WHAT TO WORK ON: Only the lines from the start of the entries up to and including the line with "Exercise. Point to the young" should be written out, exactly as they stand.

TASK INPUTS:

■ ■ ■ ■

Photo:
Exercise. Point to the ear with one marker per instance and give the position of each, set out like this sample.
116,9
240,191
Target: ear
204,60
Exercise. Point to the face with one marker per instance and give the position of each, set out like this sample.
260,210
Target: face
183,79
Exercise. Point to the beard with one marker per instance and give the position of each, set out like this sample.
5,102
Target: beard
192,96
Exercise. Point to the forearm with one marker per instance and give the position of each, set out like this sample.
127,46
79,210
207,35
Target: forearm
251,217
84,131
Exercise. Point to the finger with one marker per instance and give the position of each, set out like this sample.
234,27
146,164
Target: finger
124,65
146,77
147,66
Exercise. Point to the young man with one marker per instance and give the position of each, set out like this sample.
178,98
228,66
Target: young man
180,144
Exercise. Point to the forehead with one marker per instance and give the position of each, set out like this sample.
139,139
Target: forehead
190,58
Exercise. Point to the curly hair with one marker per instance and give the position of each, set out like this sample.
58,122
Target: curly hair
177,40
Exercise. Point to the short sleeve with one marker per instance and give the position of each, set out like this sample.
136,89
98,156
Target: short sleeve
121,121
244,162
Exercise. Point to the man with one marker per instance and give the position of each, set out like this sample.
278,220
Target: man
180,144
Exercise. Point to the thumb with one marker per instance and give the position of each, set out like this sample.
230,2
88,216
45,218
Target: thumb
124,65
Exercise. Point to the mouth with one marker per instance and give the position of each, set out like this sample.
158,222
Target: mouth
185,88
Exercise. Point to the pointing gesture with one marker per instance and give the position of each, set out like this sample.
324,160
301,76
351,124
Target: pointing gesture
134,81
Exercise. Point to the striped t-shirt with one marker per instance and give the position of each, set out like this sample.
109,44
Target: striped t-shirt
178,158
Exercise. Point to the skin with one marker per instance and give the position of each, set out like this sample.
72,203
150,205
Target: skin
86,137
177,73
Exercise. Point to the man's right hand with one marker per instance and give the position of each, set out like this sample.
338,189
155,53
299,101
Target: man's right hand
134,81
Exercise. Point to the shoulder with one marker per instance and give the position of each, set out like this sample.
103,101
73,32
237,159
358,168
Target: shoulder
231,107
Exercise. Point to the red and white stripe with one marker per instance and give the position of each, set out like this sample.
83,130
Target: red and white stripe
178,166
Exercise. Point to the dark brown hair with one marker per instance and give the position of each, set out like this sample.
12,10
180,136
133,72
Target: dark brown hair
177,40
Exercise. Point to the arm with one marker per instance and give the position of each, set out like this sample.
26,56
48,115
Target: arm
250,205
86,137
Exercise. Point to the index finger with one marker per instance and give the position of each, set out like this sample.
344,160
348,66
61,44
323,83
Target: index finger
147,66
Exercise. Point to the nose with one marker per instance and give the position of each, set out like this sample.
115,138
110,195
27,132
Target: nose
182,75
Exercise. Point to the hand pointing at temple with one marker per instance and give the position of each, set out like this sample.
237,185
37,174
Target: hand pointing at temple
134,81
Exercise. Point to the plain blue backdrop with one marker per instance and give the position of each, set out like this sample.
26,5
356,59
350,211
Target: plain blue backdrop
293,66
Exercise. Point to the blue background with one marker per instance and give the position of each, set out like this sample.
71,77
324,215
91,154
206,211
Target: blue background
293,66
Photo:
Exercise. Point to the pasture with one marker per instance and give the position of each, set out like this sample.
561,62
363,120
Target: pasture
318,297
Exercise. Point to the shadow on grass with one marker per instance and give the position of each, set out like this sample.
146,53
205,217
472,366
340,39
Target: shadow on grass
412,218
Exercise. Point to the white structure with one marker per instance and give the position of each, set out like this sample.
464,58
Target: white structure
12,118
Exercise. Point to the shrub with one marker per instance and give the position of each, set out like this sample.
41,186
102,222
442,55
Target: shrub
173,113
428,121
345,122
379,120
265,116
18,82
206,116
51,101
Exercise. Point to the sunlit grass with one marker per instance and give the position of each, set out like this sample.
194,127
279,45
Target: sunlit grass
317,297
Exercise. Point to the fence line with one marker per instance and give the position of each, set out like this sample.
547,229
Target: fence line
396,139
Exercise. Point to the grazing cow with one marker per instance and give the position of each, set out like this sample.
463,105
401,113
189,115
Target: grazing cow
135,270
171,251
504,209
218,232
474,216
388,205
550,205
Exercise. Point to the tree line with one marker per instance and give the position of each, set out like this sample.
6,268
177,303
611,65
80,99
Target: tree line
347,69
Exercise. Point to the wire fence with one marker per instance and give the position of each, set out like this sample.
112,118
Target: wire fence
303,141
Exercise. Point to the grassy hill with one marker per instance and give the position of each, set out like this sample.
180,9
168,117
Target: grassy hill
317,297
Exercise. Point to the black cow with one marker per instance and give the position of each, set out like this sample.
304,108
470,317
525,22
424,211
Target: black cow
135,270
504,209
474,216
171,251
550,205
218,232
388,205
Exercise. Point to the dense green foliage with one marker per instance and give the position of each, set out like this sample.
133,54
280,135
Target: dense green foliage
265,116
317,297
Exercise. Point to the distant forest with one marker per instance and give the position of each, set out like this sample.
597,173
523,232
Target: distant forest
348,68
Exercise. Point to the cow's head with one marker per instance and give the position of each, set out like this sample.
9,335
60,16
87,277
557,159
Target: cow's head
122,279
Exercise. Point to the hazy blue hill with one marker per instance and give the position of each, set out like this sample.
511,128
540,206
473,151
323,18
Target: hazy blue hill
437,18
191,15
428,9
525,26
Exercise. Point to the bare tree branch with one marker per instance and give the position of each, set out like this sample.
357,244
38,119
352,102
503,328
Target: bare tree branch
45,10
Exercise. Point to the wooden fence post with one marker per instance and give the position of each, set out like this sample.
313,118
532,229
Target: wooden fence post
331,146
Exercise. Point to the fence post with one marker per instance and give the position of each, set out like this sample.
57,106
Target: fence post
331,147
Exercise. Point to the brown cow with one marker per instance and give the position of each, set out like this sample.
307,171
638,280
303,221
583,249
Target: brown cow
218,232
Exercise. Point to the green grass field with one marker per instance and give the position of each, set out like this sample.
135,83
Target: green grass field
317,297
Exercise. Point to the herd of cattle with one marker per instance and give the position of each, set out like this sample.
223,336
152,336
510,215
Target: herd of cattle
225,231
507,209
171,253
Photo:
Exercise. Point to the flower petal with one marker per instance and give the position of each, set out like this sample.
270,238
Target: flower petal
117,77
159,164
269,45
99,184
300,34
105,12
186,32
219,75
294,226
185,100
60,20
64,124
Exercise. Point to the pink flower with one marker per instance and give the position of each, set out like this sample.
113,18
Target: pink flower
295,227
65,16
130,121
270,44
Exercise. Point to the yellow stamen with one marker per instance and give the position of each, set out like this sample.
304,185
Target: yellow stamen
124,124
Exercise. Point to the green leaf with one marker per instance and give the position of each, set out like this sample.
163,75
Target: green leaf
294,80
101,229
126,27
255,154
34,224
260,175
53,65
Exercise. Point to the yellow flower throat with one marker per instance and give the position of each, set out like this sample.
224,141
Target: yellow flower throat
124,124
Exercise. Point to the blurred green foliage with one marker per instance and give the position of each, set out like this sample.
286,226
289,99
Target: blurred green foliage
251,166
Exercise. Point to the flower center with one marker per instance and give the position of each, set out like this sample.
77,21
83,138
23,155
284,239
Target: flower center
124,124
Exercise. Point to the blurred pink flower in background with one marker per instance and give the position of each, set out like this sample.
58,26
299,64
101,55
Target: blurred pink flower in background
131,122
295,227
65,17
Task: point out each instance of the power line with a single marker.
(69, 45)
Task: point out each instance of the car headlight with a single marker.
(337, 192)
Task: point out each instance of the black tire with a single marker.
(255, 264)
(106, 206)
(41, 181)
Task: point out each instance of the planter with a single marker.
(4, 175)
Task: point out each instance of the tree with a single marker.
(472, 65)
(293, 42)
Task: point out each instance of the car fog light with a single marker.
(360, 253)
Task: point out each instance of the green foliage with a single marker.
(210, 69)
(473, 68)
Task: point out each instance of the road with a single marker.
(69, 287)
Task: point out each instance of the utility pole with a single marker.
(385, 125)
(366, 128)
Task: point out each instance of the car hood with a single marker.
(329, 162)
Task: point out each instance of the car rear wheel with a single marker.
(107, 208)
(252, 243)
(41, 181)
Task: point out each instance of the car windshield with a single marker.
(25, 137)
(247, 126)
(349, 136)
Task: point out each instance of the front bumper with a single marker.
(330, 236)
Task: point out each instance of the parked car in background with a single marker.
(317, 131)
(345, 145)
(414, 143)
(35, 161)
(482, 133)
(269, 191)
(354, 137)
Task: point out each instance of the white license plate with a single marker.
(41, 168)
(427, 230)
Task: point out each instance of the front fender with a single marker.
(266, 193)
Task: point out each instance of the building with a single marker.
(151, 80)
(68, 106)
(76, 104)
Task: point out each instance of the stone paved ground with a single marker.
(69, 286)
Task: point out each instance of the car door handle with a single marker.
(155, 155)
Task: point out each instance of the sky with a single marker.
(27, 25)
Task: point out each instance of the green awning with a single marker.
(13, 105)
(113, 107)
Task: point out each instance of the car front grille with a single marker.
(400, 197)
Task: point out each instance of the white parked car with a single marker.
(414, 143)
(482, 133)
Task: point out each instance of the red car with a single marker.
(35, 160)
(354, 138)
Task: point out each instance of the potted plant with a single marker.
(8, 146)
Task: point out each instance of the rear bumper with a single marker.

■ ■ ■ ■

SOLVED PROBLEM:
Photo:
Exercise. Point to the ear with one marker per instance and give the position of each, set out like this sample.
116,9
240,191
Target: ear
204,60
Exercise. Point to the face with one marker per instance and give the position of each, set out like this sample.
260,210
Target: face
183,79
Exercise. Point to the beard with one marker per instance and give the position of each, set out like this sample.
5,102
Target: beard
192,96
Exercise. Point to the forearm with one marker per instance and give the position of each, set out like this sample.
127,46
79,210
207,35
Target: forearm
251,217
84,131
Exercise. Point to the finger with one marker per instance and give the position of each, set out like this sample.
234,27
146,164
Target: finger
124,65
146,77
147,66
Exercise. Point to the young man with one marker per instance and give the position of each, set out like this sample.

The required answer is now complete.